◆ ARTICLE:
╔══
From the moment the decision was made to build a new bridge, there was an ego battle among politicians, there were government officials spending money they didn't have based on projections of future income, fatal decisions to farm out material and construction to China to cut costs and Caltrans, the state transportation department running the operation, falling down on the job of safety oversight.
It's enough to make a sane person pray for survival.
If you wonder why California is a fiscal disaster with no will to change course, the epic boondoggle of the new San Francisco/Oakland Bay Bridge Project is the current and most egregious example.
From the beginning, the epic journey of the new bridge was one of errors, mistakes, delays and enormous cost overruns over 22 years. The initial cost estimate was $1.4 billion. It's skyrocketed to an estimated $6.3 billion, and the bridge isn't scheduled to be completed till 2013.
Maybe.
But why a new bridge?
The original 4.5-mile structure is actually two separate bridges, of different designs, connecting through a tunnel on Yerba Buena Island in the middle of the bay.
Construction began in July 1933, and the bridge opened in November 1936 at a cost of $77 million, which included the Transbay Terminal facility.
The upper deck carried auto traffic, and the lower carried a rail system and trucks. Over the years, the trains were eliminated and car and truck traffic continued on both decks.
Then on Oct. 17, 1989, the 7.1 magnitude Loma Prieta earthquake hit.
One section of the upper deck of the structure connecting Yerba Buena with Oakland collapsed, killing one motorist.
Keep in mind, the bridge was designed to do just that: In a calamity, it would collapse in sections, so the whole bridge wouldn't go down.
Given that just one section went down, it should have been good news of sorts.
But we're talking San Francisco, where ego and skyline views trump practicality, safety and common sense and money is never an object, even when there isn't any!
The bridge damage unleashed a torrent of proposals and arguments over the next 17 years about whether to retrofit or replace.
The western suspension span from San Francisco to Yerba Buena Island was intact so it was retrofitted and strengthened.
The eastern segment where the section collapsed was the problem. When it was finally decided to replace it, the battle lines formed over design, form, function, views and egos of the cities.
It was a political nightmare that ran through mayors and governors of both parties, to say nothing of the legislature.
The final design, while beautiful, raised concerns among some engineers that it was intrinsically unsafe.
╚══
◆ WORK TO DO: Copy the Bay Bridge text from "But we're talking" to "retrofitted and strengthened.", changing "retrofit or replace" to "repair or rebuild". The items have nothing to do with the Bay Bridge text.

◆ DATASET ROWS:
╔══
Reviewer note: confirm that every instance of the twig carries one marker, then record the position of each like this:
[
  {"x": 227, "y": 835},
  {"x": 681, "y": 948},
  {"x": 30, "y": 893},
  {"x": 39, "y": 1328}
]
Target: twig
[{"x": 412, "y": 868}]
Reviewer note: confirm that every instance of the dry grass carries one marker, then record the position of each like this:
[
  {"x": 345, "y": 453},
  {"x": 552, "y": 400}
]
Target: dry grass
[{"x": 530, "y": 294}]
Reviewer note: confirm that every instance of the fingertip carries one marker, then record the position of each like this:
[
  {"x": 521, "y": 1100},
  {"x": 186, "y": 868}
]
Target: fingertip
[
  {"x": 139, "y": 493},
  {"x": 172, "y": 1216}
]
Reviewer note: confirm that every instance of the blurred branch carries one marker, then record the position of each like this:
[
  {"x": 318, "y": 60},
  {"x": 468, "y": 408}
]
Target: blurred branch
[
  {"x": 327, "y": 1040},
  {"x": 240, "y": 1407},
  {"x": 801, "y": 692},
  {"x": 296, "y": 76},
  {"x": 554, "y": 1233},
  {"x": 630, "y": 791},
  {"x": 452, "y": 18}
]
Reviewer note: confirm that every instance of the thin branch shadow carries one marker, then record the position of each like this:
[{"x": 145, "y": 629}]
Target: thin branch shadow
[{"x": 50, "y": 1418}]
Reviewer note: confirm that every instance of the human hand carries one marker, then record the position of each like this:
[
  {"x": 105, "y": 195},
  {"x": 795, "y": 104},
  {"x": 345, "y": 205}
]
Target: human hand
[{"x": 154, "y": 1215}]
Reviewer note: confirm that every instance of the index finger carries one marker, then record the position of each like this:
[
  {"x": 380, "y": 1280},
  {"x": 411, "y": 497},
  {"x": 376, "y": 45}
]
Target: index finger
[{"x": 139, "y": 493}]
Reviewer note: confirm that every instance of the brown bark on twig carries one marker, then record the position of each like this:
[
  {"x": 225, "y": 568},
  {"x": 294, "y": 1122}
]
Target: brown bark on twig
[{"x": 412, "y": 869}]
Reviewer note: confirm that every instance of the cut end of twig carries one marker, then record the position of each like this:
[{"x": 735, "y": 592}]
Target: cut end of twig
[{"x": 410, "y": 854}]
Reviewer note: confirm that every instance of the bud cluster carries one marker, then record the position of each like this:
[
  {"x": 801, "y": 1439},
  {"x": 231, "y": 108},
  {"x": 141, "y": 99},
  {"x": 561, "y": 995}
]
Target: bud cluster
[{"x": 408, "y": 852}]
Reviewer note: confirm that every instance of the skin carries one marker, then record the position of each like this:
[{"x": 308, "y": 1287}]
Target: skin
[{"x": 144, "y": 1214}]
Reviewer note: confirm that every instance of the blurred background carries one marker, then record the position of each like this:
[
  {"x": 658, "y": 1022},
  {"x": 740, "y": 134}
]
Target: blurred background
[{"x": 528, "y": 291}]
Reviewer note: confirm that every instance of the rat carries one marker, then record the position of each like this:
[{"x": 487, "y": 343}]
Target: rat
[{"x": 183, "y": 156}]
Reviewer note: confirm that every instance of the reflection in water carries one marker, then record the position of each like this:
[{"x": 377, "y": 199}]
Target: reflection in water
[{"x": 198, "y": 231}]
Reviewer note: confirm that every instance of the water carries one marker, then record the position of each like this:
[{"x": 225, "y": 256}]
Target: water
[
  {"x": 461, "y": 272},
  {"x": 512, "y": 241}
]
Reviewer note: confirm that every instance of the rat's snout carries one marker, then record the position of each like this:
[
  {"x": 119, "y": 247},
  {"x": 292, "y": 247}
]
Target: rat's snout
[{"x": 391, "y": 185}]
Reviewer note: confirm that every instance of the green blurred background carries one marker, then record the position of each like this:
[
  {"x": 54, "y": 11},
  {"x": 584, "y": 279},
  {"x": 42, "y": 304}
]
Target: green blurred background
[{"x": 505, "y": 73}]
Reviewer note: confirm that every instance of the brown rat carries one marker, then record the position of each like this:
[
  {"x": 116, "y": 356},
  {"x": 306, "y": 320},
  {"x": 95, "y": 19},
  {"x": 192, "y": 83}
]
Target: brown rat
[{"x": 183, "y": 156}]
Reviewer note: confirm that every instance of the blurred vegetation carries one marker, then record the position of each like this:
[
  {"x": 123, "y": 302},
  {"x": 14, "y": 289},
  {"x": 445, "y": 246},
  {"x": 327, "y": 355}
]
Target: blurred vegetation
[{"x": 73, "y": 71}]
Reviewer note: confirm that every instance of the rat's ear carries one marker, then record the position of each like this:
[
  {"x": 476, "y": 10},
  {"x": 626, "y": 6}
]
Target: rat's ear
╚══
◆ THE COMPLETED TASK:
But we're talking San Francisco, where ego and skyline views trump practicality, safety and common sense and money is never an object, even when there isn't any!
The bridge damage unleashed a torrent of proposals and arguments over the next 17 years about whether to repair or rebuild.
The western suspension span from San Francisco to Yerba Buena Island was intact so it was retrofitted and strengthened.